DATASET RECORDS —
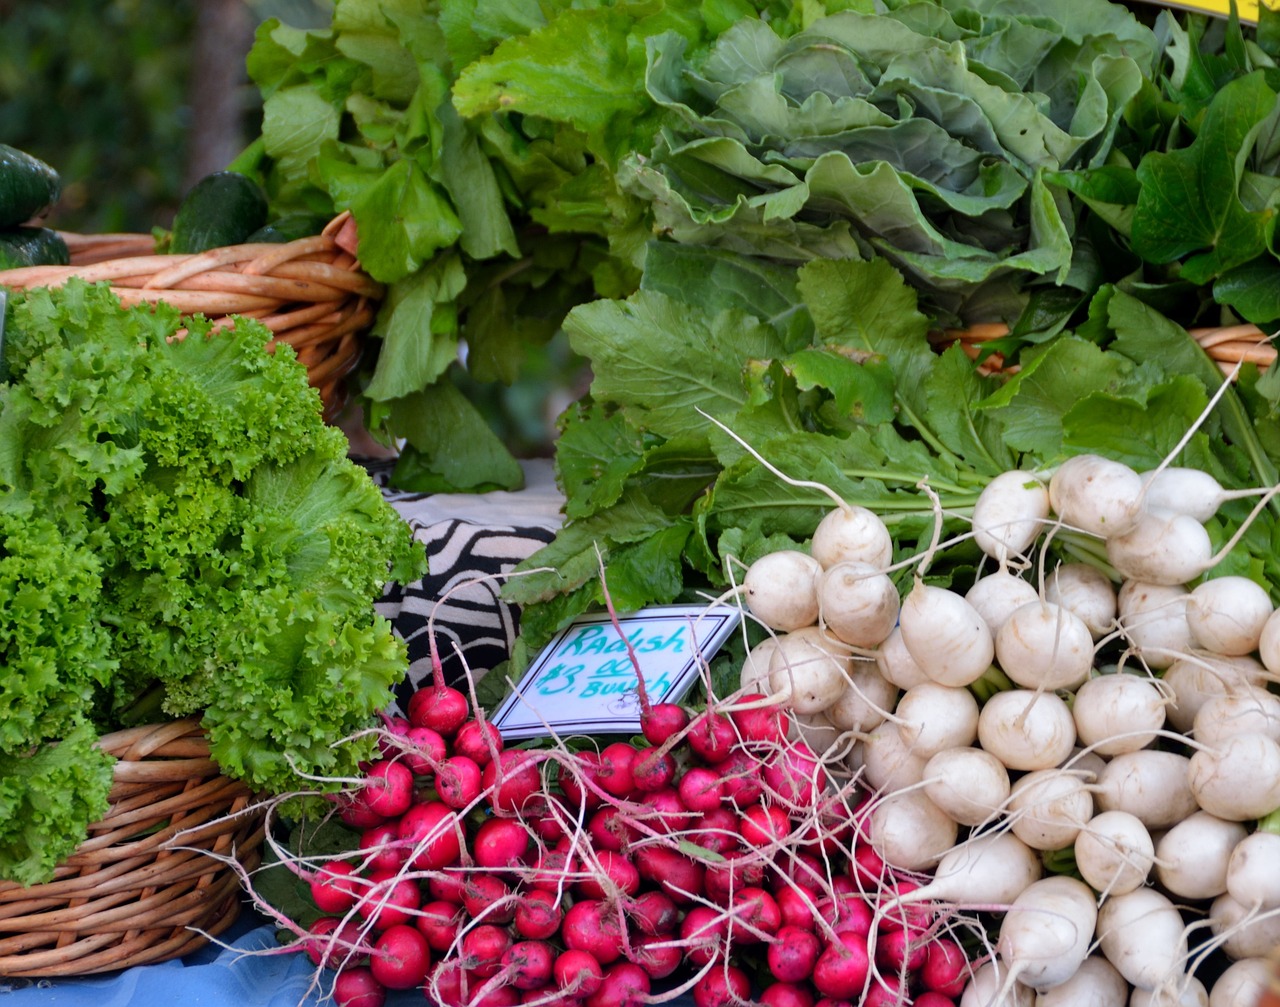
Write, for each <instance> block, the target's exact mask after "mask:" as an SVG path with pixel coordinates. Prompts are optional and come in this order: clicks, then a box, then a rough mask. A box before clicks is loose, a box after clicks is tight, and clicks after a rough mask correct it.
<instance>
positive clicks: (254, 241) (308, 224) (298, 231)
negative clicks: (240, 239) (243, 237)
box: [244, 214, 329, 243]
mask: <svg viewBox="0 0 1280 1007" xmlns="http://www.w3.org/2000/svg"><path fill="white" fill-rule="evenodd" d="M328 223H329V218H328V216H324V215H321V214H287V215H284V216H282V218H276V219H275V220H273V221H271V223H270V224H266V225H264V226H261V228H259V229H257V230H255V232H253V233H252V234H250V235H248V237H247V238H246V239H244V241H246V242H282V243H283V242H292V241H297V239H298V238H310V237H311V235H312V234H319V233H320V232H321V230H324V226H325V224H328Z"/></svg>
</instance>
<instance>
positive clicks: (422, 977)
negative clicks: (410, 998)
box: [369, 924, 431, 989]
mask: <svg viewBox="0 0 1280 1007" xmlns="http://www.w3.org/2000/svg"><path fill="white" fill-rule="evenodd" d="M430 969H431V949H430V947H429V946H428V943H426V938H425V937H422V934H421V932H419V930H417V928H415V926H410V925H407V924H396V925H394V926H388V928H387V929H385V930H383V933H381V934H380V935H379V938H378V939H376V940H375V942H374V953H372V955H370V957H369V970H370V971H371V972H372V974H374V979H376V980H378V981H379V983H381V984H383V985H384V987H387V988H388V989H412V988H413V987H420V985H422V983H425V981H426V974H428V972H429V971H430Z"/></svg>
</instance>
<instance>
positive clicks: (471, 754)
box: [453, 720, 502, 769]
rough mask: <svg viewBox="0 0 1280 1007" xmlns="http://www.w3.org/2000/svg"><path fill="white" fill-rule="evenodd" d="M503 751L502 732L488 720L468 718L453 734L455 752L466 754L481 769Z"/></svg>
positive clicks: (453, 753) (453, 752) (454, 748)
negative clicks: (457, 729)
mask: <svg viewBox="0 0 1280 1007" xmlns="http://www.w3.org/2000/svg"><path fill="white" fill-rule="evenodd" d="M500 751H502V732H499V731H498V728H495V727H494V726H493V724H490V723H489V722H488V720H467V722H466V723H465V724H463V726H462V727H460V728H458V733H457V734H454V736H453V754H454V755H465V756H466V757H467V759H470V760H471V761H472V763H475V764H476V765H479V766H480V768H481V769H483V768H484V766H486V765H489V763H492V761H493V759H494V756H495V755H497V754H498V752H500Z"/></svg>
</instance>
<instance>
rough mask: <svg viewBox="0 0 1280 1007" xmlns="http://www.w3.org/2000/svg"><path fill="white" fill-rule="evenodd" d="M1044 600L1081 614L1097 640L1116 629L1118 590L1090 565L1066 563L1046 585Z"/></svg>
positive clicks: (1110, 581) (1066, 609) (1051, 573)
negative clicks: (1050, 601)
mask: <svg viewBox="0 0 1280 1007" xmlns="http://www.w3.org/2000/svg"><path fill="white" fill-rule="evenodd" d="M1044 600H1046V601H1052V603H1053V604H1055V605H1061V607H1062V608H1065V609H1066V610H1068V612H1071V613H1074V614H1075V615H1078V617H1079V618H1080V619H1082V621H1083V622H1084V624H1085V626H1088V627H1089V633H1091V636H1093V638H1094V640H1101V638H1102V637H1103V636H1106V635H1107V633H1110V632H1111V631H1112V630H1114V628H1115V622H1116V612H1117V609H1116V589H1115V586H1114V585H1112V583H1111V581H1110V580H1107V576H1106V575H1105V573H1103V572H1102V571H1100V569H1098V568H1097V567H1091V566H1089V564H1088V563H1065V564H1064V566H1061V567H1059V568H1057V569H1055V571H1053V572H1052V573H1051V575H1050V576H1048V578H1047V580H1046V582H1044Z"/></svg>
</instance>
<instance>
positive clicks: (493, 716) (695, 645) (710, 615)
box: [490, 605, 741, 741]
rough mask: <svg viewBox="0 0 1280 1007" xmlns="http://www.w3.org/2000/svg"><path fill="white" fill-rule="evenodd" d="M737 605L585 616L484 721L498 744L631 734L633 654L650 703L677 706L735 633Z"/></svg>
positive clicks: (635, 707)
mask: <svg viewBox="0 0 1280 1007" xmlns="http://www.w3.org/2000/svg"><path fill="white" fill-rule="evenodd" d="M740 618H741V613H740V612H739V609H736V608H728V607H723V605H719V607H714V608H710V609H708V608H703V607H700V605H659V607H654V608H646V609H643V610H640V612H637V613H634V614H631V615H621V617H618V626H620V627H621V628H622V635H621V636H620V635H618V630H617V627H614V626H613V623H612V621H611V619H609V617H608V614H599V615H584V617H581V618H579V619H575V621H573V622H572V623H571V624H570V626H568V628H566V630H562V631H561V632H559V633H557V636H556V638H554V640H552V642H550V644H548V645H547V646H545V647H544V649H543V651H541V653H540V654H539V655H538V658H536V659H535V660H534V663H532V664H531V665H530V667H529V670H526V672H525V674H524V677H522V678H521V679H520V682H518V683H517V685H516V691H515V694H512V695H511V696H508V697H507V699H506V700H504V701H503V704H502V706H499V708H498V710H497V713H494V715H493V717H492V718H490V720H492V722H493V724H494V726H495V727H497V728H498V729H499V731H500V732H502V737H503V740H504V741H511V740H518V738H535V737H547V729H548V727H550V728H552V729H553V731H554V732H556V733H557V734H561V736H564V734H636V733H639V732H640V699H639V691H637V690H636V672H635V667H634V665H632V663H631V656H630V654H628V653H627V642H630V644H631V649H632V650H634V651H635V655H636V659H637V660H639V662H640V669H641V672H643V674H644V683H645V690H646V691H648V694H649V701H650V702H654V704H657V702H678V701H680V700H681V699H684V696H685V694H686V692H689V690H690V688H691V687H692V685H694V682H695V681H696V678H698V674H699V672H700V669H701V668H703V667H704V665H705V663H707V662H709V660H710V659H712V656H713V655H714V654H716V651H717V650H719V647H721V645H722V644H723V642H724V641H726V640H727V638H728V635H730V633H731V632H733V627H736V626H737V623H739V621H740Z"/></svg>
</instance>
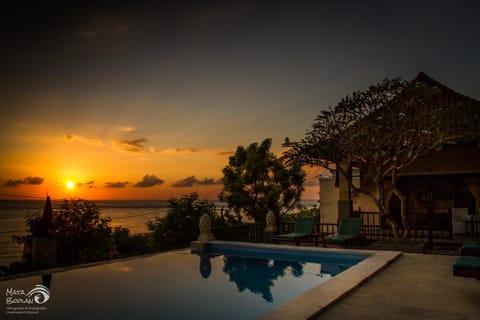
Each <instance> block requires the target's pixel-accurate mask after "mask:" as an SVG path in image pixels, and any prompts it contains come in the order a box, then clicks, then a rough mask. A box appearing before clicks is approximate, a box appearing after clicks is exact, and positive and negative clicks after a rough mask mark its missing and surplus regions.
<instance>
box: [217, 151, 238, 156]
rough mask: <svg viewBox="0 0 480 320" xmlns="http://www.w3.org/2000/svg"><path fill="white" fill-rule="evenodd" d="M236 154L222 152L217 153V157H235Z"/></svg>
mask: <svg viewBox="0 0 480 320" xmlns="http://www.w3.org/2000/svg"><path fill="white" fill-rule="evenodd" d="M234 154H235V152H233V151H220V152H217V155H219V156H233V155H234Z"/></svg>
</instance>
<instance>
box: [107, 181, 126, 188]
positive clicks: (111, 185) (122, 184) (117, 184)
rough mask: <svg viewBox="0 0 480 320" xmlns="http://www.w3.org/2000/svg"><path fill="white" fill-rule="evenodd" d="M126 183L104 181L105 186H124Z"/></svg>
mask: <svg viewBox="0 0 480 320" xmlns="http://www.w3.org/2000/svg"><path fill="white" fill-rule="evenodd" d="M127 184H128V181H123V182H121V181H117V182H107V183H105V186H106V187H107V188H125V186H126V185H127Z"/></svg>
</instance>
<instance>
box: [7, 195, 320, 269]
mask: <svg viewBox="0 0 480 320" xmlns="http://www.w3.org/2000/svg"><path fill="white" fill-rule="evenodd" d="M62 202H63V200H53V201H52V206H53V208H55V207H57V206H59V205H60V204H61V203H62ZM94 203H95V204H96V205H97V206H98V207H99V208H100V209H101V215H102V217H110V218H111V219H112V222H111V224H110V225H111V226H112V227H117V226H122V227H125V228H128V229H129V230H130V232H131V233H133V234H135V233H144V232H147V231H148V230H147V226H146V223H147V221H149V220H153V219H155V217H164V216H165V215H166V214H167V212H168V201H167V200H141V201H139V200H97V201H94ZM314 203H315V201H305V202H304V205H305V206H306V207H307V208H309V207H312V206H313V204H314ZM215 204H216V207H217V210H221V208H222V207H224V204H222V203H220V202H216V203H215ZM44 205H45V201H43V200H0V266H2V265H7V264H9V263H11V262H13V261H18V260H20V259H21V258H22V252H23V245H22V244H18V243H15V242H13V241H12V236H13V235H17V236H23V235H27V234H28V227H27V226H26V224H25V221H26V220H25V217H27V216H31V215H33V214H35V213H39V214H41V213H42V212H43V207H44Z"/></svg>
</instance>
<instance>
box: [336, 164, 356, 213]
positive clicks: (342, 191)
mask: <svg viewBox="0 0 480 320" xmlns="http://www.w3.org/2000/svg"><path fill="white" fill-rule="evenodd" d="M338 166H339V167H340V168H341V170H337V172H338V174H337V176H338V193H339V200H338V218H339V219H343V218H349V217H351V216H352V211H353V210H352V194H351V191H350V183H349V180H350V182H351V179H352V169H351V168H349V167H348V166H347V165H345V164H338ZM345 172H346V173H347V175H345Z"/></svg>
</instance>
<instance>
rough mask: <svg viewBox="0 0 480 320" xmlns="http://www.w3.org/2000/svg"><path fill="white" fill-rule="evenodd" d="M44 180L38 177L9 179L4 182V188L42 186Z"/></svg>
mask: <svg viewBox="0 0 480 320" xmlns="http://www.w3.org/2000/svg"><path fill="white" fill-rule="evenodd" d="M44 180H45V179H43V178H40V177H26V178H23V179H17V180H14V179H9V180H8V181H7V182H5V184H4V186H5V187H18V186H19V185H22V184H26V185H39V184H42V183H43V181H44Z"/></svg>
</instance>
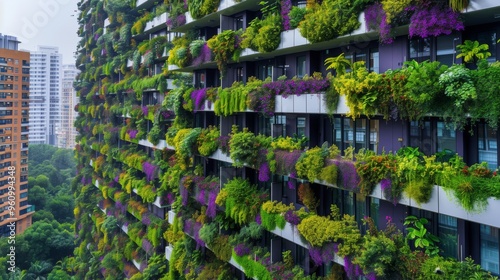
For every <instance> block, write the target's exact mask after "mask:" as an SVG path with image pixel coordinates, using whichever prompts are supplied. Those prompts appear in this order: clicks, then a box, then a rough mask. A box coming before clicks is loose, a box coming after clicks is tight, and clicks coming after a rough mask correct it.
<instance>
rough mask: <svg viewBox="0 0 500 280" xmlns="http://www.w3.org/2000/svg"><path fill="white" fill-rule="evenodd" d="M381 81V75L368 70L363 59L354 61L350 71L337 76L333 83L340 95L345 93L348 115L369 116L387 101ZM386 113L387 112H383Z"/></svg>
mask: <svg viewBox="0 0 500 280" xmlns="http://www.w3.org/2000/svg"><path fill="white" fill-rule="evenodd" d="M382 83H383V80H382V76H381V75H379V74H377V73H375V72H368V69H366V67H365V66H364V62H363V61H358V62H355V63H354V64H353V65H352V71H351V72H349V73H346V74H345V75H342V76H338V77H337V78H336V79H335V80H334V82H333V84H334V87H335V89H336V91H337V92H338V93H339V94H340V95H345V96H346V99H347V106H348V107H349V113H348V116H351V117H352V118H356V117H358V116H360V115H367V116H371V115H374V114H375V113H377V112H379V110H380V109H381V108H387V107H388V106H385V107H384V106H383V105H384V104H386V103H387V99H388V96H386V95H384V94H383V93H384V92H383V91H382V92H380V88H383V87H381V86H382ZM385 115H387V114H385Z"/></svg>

EXERCISE DIRECTIONS — Render the data from its first line through the line containing "box: [244, 214, 329, 243]", both ends included, as a Markdown table with the columns Row and Line, giving each line a row number and omitting blank lines and pictures.

SOLUTION FOR THIS PROBLEM —
| Row | Line |
|---|---|
| 1 | Write, for each <instance> block, the target's exact mask after "mask:" as an SVG path with pixel coordinates. Prompts are optional and come in this order: clicks, then a box, then a rough mask. A box before clicks is loose, a box after clicks is tight, and clicks after a rough mask correct it. |
| 2 | <instance> |
| 3 | positive clicks: (254, 241) (308, 224) (298, 231) |
| 4 | negative clicks: (240, 239) (243, 237) |
| 5 | box: [244, 214, 329, 243] |